***** Records for the task

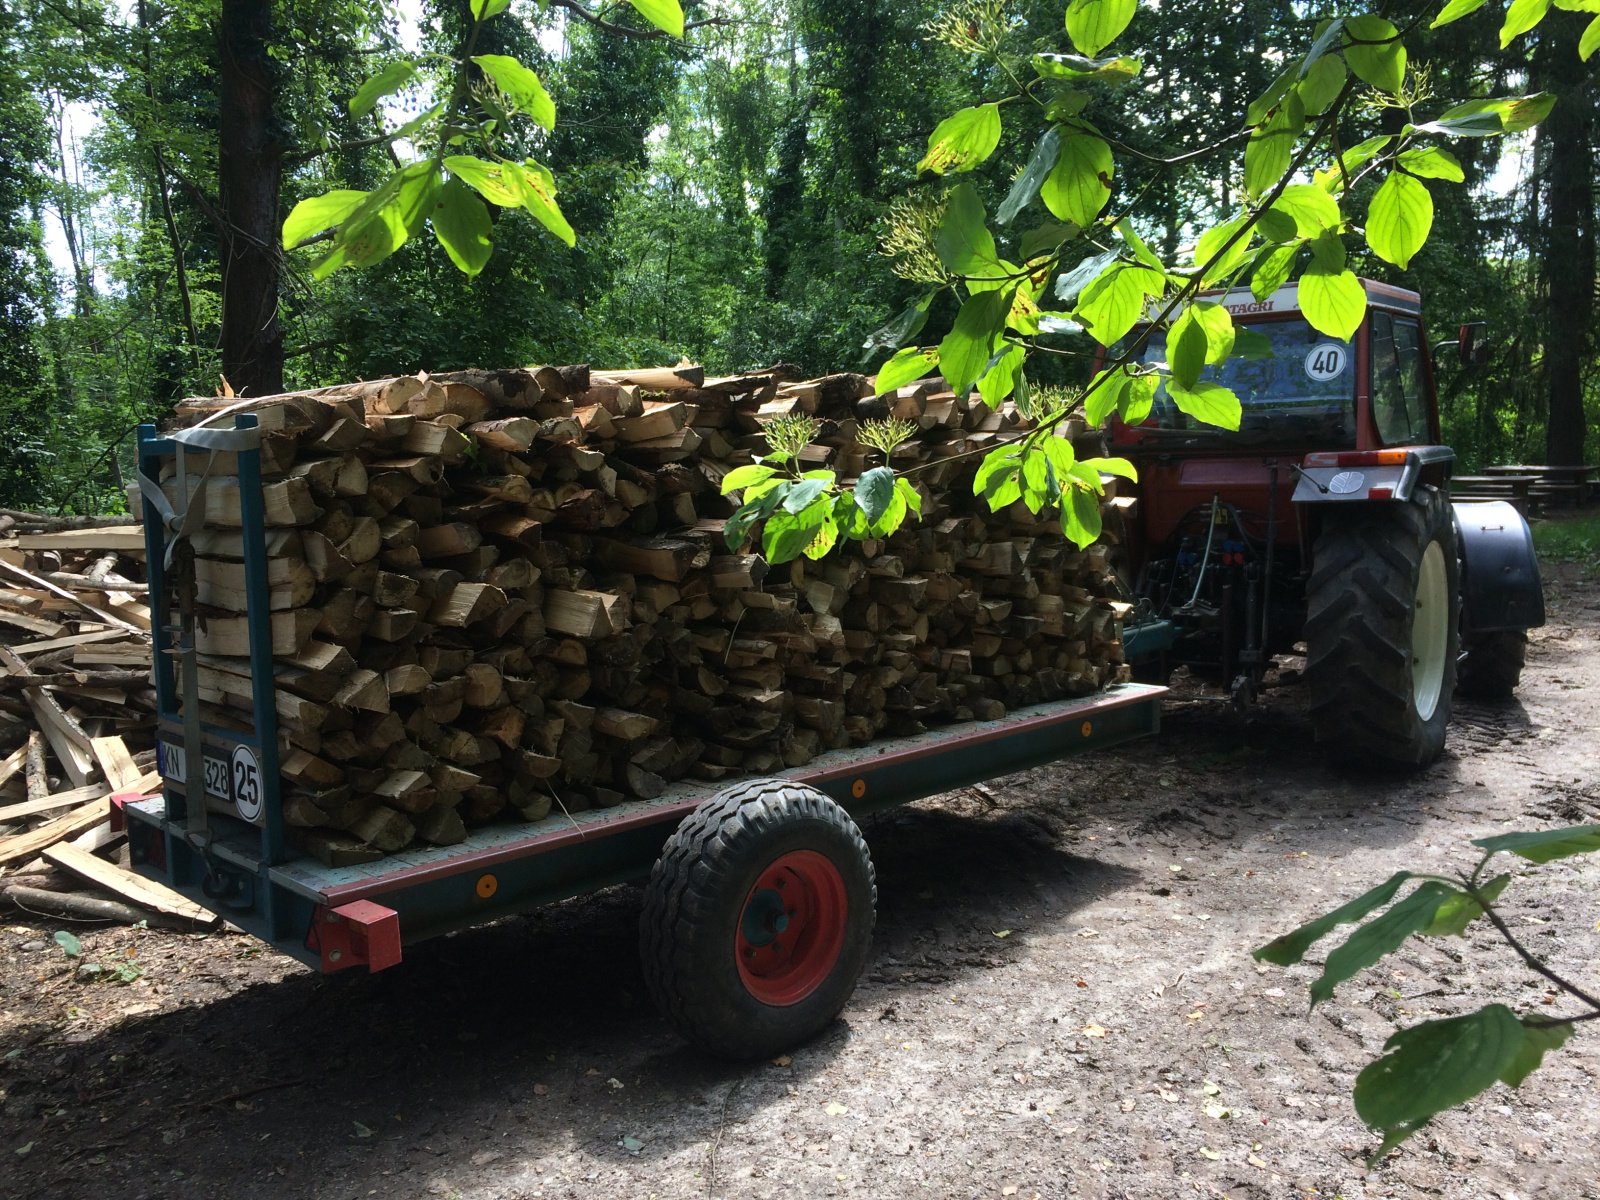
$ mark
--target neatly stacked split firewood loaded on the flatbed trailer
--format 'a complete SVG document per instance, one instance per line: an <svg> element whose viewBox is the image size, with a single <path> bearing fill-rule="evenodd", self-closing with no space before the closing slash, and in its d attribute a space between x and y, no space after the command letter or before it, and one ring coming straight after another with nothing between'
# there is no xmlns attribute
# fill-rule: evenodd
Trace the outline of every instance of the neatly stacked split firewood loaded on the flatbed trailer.
<svg viewBox="0 0 1600 1200"><path fill-rule="evenodd" d="M1021 418L939 387L872 398L856 374L546 366L184 402L179 424L251 411L264 430L299 843L341 864L450 845L493 818L800 766L1118 678L1106 547L974 501L979 459L958 456ZM922 520L821 562L730 550L720 482L790 413L819 422L800 466L845 478L878 459L858 421L915 421L893 466L923 467ZM216 454L194 539L219 723L251 694L235 469ZM190 488L203 470L190 456Z"/></svg>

**********

> [What the task requires] Leave out all pictures, then copy the remaining material exactly.

> [Expected answer]
$ mark
--target neatly stacked split firewood loaded on the flatbed trailer
--format 'a complete SVG document per instance, one instance per line: an <svg> element whose viewBox is the image size, with a single <path> bearing fill-rule="evenodd", self-closing with no space before the closing slash, and in its d attribute a space between x and y, no space after the command letter or before it, and one ring coming straight after another with nothing between'
# there is no xmlns attribute
# fill-rule: evenodd
Trace the outline of every instance of the neatly stacked split firewood loaded on the flatbed trailer.
<svg viewBox="0 0 1600 1200"><path fill-rule="evenodd" d="M1021 418L939 387L872 398L856 374L546 366L184 402L179 424L251 411L264 430L299 843L341 864L450 845L493 818L800 766L1118 678L1106 547L974 501L979 459L958 456ZM922 520L821 562L730 550L720 482L790 413L819 422L800 466L845 478L878 459L858 421L915 421L893 466L923 467ZM216 454L194 539L219 723L251 694L235 469ZM190 488L203 470L190 456Z"/></svg>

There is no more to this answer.